▶ [Exercise material]:
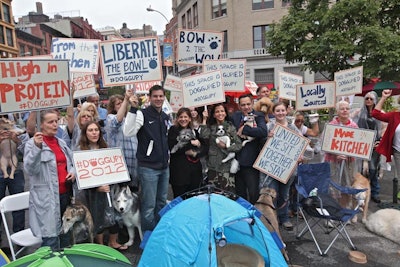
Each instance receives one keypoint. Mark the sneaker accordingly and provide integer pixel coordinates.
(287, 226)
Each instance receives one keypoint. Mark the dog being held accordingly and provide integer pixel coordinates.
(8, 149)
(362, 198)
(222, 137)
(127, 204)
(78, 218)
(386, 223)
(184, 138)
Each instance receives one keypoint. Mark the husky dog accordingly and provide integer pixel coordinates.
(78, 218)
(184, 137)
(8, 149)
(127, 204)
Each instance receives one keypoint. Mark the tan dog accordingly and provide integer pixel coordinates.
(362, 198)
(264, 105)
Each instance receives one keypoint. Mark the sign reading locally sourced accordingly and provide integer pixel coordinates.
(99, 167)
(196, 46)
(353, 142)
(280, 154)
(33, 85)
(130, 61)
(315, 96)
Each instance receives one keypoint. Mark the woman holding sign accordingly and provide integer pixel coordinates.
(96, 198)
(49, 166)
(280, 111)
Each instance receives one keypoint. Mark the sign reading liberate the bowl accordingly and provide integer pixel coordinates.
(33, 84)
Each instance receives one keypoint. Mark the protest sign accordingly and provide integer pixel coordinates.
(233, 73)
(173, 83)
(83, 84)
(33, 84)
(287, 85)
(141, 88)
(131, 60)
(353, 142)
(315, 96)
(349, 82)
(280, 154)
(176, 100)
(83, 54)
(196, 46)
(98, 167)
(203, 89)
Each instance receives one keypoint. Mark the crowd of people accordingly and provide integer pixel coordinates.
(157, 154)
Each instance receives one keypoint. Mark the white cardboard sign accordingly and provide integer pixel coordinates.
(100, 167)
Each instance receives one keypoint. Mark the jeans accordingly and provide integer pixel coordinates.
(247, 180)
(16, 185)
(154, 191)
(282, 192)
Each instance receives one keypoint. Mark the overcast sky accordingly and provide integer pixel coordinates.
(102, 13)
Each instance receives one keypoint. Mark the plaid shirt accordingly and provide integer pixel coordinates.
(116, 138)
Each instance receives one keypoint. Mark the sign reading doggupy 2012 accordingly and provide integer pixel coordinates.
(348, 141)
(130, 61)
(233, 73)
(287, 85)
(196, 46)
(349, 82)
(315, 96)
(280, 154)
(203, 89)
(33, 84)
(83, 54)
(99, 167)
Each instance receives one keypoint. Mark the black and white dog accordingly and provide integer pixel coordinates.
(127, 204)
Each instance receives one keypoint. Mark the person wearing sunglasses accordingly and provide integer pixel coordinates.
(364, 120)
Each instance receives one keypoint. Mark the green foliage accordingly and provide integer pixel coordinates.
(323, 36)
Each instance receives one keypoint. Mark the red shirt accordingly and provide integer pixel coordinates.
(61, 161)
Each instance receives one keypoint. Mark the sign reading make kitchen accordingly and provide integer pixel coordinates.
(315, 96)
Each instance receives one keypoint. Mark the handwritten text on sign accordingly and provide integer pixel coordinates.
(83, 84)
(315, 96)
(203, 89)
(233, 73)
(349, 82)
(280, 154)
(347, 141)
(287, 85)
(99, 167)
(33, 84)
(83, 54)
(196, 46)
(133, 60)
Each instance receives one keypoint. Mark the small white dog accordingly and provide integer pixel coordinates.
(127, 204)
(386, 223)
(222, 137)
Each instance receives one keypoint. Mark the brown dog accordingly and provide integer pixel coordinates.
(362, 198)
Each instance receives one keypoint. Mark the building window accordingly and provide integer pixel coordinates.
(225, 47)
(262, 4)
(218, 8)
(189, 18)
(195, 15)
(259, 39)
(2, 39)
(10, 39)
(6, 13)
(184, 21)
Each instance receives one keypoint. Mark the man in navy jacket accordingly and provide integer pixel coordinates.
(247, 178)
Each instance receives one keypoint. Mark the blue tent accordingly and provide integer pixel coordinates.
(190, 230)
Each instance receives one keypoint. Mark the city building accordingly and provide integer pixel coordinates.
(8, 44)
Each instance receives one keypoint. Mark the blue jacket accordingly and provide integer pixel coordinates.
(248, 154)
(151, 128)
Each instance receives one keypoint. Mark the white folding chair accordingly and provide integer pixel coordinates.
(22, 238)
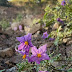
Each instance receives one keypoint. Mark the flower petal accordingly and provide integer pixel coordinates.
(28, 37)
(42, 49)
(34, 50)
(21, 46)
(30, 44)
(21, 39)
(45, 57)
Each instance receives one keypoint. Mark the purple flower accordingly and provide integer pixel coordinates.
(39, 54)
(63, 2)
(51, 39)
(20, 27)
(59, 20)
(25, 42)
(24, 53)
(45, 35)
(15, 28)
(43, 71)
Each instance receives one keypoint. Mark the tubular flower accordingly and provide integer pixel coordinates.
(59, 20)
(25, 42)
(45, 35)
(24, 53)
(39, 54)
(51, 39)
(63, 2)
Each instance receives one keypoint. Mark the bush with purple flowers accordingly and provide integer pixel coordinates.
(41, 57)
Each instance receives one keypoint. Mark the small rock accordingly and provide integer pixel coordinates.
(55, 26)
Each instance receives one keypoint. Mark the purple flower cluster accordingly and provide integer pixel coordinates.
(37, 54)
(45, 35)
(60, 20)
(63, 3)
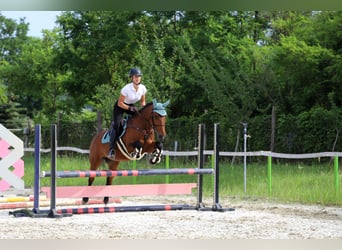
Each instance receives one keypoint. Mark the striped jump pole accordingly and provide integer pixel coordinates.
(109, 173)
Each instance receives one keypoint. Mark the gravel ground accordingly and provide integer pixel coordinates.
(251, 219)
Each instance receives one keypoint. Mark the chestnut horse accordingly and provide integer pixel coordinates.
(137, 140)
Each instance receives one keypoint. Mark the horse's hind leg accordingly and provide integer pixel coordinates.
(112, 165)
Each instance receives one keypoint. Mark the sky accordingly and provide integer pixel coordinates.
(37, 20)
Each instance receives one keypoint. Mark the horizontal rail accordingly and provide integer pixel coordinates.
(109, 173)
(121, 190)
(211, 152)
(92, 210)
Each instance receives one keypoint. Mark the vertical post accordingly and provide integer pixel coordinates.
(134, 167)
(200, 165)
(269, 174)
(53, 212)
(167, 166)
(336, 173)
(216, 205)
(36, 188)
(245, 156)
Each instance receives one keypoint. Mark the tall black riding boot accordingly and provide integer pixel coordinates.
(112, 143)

--

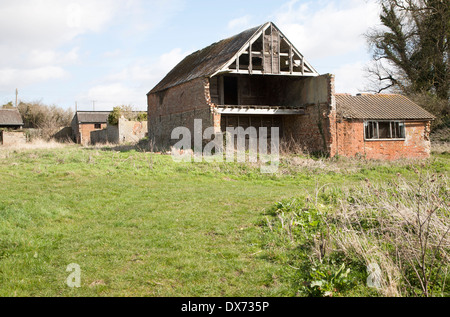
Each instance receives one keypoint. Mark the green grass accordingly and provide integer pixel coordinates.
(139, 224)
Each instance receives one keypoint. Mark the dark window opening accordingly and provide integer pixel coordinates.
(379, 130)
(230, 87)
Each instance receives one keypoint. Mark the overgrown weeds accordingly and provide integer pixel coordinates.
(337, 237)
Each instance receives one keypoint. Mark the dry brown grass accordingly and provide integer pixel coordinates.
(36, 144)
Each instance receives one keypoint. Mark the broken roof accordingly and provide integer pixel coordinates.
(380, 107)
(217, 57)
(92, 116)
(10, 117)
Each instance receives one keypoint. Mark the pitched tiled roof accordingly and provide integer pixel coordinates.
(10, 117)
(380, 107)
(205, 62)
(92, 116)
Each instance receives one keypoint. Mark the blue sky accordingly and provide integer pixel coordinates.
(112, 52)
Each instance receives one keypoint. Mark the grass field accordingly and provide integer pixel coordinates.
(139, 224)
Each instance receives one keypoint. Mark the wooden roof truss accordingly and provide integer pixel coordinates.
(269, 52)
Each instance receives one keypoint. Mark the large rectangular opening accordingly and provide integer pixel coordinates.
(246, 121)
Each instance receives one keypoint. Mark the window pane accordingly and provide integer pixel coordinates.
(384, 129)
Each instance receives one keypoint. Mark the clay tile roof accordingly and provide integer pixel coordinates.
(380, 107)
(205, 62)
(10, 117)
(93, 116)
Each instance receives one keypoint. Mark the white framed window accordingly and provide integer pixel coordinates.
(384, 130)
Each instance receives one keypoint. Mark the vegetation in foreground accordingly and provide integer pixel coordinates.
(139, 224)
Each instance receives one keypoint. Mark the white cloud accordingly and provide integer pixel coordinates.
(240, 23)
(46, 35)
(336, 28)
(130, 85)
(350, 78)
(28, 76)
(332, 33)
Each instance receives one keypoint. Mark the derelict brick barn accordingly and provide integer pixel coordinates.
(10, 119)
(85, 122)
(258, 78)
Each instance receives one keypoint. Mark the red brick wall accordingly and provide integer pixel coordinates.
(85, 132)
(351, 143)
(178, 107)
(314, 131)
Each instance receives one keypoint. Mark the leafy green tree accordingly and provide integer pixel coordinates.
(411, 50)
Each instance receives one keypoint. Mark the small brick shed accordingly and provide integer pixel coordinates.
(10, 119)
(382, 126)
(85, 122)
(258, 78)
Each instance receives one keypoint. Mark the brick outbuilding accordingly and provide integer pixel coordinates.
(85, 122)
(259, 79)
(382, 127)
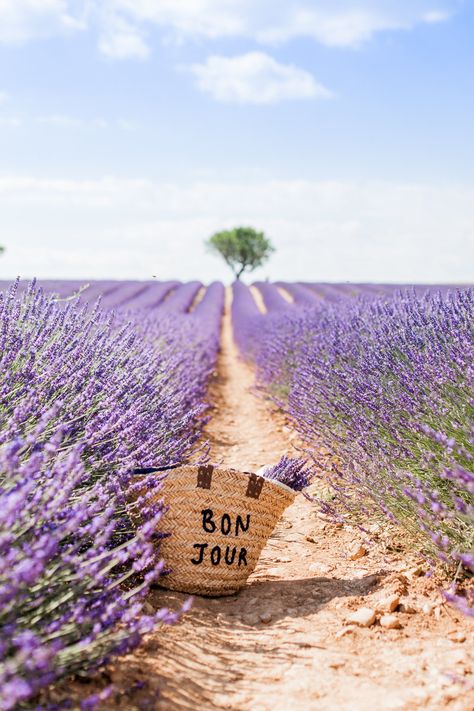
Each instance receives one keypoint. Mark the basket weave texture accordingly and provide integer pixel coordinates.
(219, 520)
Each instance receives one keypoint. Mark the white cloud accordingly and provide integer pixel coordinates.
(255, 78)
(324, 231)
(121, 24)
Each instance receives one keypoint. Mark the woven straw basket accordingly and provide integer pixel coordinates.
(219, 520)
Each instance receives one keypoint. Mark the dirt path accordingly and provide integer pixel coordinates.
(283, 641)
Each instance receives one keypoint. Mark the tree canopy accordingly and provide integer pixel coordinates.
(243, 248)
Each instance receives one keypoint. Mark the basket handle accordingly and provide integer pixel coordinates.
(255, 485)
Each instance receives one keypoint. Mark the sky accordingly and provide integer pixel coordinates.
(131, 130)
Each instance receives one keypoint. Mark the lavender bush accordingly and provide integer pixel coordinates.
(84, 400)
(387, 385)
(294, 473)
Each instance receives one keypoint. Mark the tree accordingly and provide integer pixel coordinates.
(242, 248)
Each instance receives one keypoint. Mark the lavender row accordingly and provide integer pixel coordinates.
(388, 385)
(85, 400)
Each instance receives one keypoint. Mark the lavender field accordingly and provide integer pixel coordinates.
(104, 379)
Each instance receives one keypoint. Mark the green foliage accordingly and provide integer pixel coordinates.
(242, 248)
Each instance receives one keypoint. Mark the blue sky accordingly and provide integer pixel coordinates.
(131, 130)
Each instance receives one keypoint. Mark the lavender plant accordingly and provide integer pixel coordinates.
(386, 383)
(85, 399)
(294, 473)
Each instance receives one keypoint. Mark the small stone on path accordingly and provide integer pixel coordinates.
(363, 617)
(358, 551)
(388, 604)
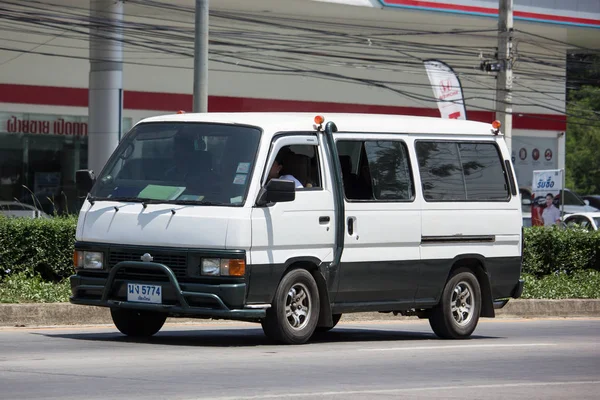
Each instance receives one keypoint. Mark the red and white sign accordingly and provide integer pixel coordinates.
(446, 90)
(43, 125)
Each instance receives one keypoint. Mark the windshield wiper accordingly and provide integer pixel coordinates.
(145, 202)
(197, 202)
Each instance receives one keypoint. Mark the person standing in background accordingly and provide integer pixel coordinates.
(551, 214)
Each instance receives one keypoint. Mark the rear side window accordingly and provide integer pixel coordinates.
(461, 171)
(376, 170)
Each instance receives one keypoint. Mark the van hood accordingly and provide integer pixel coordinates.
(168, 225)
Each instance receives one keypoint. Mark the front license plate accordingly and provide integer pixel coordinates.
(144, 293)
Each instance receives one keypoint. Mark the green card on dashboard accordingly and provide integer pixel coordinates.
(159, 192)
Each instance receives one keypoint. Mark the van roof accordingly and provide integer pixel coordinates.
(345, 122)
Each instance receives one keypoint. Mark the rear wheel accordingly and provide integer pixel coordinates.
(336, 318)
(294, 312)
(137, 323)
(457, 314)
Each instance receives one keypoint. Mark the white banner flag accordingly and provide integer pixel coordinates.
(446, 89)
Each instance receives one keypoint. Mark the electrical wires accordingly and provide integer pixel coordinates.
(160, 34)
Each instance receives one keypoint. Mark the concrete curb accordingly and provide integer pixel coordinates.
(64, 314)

--

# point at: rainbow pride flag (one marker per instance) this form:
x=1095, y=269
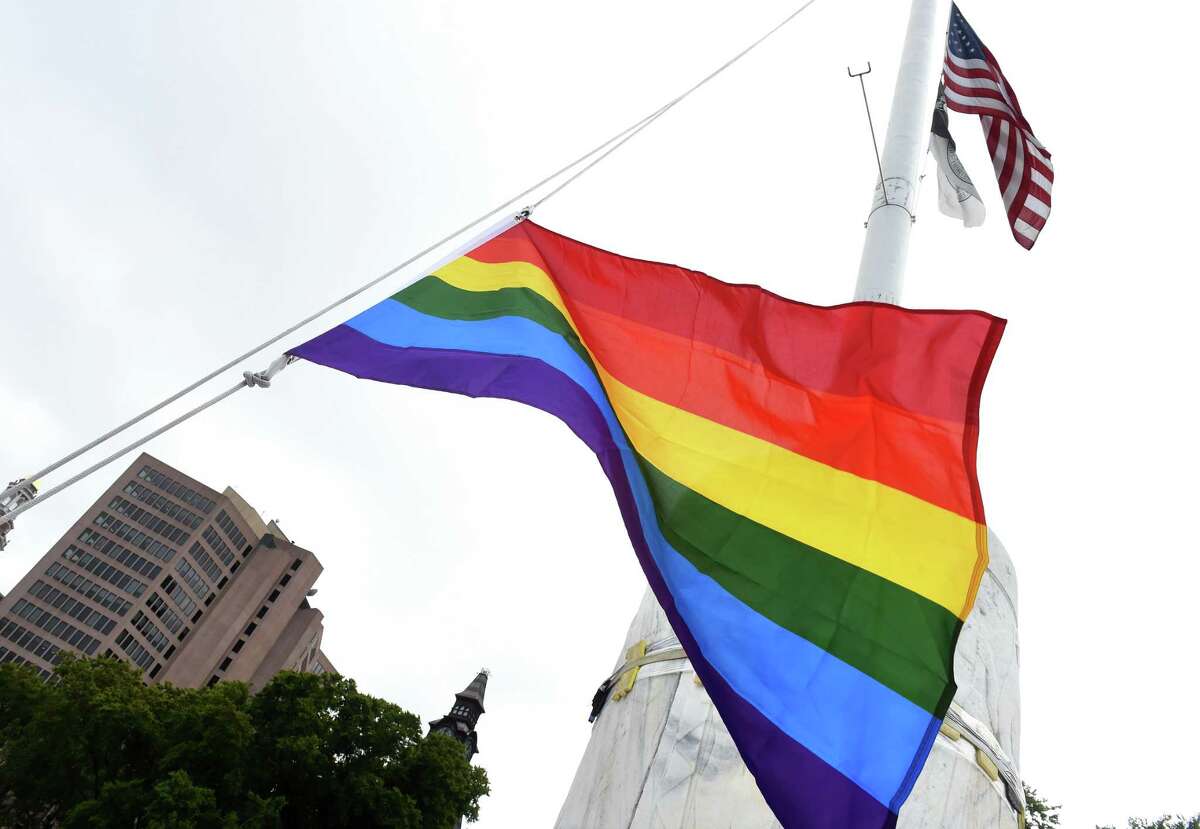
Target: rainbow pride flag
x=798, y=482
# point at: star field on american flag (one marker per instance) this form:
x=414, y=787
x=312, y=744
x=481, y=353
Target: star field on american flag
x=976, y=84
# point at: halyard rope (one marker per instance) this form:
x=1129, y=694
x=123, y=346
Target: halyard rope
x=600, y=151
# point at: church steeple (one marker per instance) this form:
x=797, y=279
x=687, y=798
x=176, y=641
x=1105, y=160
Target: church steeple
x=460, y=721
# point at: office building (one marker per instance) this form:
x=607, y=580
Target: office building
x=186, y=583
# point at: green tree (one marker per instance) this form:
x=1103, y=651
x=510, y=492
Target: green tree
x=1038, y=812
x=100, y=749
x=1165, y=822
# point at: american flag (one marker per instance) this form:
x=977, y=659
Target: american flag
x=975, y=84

▶ [What to do]: Every line of the entries above that contains the word "marker" must be tallied, and the number alone reported.

▶ [Completed exercise]: 7